(Saved entries)

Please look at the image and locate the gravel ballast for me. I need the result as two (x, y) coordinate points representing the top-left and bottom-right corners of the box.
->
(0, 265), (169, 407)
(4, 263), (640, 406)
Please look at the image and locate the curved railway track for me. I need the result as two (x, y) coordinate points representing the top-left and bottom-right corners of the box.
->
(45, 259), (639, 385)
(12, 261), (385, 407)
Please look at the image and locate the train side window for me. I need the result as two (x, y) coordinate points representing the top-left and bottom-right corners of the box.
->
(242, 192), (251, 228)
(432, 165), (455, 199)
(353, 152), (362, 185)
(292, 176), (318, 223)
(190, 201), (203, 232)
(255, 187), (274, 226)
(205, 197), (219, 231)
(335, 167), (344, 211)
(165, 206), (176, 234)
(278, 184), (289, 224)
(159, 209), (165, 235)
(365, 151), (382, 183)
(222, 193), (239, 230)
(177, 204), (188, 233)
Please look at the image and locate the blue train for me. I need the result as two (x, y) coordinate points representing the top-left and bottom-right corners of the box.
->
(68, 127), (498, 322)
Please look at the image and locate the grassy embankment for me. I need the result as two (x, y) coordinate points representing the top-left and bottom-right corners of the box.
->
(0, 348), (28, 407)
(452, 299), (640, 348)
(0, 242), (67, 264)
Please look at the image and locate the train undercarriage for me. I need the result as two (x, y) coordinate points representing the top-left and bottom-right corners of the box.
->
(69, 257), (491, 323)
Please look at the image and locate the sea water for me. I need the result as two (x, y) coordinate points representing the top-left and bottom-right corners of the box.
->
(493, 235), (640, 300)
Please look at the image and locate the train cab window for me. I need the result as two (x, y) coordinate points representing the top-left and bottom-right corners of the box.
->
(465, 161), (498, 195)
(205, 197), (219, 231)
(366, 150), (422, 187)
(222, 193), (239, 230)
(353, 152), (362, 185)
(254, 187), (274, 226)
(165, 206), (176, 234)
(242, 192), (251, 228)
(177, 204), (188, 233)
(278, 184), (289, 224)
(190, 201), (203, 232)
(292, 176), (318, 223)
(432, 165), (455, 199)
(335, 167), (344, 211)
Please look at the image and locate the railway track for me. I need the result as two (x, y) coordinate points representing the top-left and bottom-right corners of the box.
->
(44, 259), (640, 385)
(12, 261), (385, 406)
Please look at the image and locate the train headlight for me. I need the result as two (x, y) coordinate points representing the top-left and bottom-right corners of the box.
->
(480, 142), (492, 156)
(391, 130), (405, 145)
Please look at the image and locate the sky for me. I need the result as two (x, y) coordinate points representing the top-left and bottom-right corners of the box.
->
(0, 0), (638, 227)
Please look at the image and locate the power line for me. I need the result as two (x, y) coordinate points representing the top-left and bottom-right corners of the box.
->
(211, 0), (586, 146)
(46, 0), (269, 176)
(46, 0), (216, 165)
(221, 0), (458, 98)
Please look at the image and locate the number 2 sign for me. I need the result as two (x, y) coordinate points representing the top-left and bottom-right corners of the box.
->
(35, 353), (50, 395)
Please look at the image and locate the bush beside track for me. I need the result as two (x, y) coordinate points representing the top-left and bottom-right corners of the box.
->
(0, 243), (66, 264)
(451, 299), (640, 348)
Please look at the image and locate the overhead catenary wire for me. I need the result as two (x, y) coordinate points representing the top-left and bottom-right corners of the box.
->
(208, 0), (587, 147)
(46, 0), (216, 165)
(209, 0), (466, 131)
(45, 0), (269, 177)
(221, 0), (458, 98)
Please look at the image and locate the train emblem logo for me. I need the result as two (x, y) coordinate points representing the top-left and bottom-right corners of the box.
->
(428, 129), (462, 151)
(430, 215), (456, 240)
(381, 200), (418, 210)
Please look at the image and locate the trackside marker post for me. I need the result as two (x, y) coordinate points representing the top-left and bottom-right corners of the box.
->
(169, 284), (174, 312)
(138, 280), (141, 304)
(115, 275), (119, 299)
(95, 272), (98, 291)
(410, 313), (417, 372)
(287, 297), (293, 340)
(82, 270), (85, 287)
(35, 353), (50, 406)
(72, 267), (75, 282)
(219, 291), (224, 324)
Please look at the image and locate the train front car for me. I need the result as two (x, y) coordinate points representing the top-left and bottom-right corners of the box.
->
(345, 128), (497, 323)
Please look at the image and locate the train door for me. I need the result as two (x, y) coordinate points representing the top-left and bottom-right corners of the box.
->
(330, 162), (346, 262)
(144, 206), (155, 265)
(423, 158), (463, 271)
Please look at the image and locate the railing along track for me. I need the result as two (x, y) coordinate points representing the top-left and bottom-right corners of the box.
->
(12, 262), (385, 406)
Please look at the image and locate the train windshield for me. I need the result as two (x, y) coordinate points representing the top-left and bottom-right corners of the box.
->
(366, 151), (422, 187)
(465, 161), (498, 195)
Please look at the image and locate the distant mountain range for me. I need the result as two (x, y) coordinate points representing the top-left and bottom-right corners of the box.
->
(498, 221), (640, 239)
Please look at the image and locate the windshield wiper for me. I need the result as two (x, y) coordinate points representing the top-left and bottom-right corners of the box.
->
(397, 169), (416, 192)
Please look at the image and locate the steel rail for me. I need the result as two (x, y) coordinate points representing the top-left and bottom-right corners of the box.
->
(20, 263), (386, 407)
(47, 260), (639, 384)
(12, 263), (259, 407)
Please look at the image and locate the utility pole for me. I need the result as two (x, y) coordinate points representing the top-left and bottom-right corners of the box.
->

● **Exercise description**:
Copy the records out again word for word.

● **Task response**:
Please look at the image and locate the gravel ballast for me. I need the result as two (x, y) coordinate points representing the top-left and bottom-right corners of the box.
->
(0, 265), (169, 407)
(4, 263), (640, 406)
Please look at the image and locate the curved railway track for me. I need the result as two (x, y) coordinate points representing the top-left and bottom-right corners of the box.
->
(45, 259), (639, 385)
(12, 261), (385, 407)
Please look at the image and locate the train side window for me. I need the result as two (x, y) coordinate points representing the top-left and bottom-right corners of the box.
->
(242, 192), (251, 228)
(432, 165), (455, 199)
(353, 152), (362, 185)
(292, 176), (318, 223)
(190, 201), (203, 232)
(255, 187), (274, 226)
(205, 197), (219, 231)
(335, 167), (344, 211)
(165, 206), (176, 234)
(278, 184), (289, 224)
(159, 209), (165, 235)
(365, 151), (382, 183)
(222, 193), (239, 230)
(177, 204), (188, 233)
Please look at the image and locate the blue train for me. I need the result as two (x, y) coordinate points representing the top-left and bottom-right corners of the box.
->
(68, 127), (498, 322)
Please look at the image and locate the grassy embankment for me. I need the result as two (x, y) coordinate points representing the top-left and bottom-right corners of the box.
->
(0, 348), (28, 407)
(452, 299), (640, 348)
(0, 242), (67, 264)
Please look at the image and locate the train undercarriage for me. I need the result as two (x, y) coordinate points representing the top-left and bottom-right corners of the box.
->
(69, 257), (491, 323)
Please look at the image and locate the sea water for me. I need the result as two (x, y) coordinate points representing the top-left and bottom-right corners of the box.
->
(493, 235), (640, 300)
Please look at the image and locate the train cab window for me. I need the result as two (x, y) coordinate points representing the top-left and bottom-right corners of the box.
->
(465, 161), (498, 195)
(205, 197), (219, 231)
(366, 150), (422, 187)
(222, 193), (239, 230)
(353, 152), (362, 185)
(254, 187), (274, 226)
(165, 206), (176, 234)
(242, 192), (251, 228)
(177, 204), (188, 233)
(278, 184), (289, 224)
(190, 201), (203, 232)
(292, 176), (318, 223)
(432, 165), (455, 199)
(335, 167), (344, 211)
Please look at the image and locate the railway track for me. I need the result as two (x, y) coordinate points representing the top-left and bottom-right corners of the box.
->
(44, 259), (640, 385)
(12, 261), (385, 406)
Please look at the image and locate the train headlight for me. I need the result as two (x, y) coordinate points representing the top-left and bottom-right corners of the box.
->
(480, 142), (492, 156)
(391, 130), (405, 145)
Please look at the image and locate the sky for me. I need the result as two (x, y) coordinate points representing the top-left and bottom-right corners of the box.
->
(0, 0), (638, 227)
Please look at the image and locate the power line for me. I need the result as two (x, y) coordinate points representing the top-left and bottom-right corners of the box.
->
(211, 0), (586, 146)
(46, 0), (269, 176)
(46, 0), (216, 165)
(221, 0), (458, 98)
Please look at the image and locate the number 2 sign for me. I need the result as two (x, y) coordinate points representing the top-left and bottom-right corners of the box.
->
(35, 353), (50, 395)
Please look at the image and locate the bush beside track for me. I need the result as two (x, y) coordinate points representing the top-left and bottom-right corners of the box.
->
(0, 243), (66, 264)
(451, 299), (640, 348)
Please look at the image and locate the overhead catenary wire for me. I need the result as two (x, y) coordinate points representing the top-left and bottom-right corners of the box.
->
(208, 0), (587, 147)
(46, 0), (216, 165)
(209, 0), (466, 131)
(45, 0), (269, 177)
(221, 0), (458, 98)
Please look at the image and locate the train emblem logo for me. I need the result as two (x, y) coordinate points representing the top-left and bottom-right corners of the box.
->
(428, 129), (462, 151)
(430, 215), (456, 240)
(381, 200), (418, 210)
Please look at the image and locate the trackside marker post for me. I need the result as two (x, y) coordinate points representing the top-left and bottom-right corners of the box.
->
(169, 284), (174, 312)
(138, 280), (141, 304)
(115, 275), (119, 299)
(95, 272), (98, 291)
(410, 313), (417, 372)
(287, 297), (293, 340)
(82, 270), (85, 287)
(35, 353), (50, 406)
(72, 267), (75, 282)
(219, 291), (224, 324)
Please look at the image and locate the train front car for me. I need the result as two (x, y) coordinate points representing the top-left and bottom-right corners of the box.
->
(345, 128), (497, 323)
Please look at the image and locate the train door for me. I need the result as two (x, y) coordinate points representing the top-left and bottom-right corners of the box.
->
(330, 162), (346, 262)
(144, 206), (155, 265)
(423, 158), (463, 271)
Please look at the image and locate the railing along track for me. I need the result as two (x, y) coordinate points representing the top-left and bottom-right corners of the box.
->
(12, 262), (385, 406)
Please look at the image and locate the train windshield for me. I need the result as two (x, y) coordinate points representing the top-left and bottom-right corners of the box.
->
(366, 151), (422, 187)
(465, 161), (498, 195)
Please look at the image and locate the distant mountain range for me. I need the result as two (x, y) coordinate points representing the top-left and bottom-right corners of the box.
->
(498, 221), (640, 239)
Please look at the image and locate the windshield wiper for me. I need the result as two (x, y) coordinate points representing the top-left and bottom-right corners of the box.
->
(397, 169), (416, 192)
Please look at the image and locate the steel rail for me. I need the result as two (x, y) coordinate points representing the top-left and bottom-right corners of the box.
->
(20, 263), (386, 407)
(47, 260), (639, 384)
(12, 263), (259, 407)
Please look at the image and locate the utility pole for me. I need the result as two (x, y) coordinate points representing the top-left and bottom-right corners of the box.
->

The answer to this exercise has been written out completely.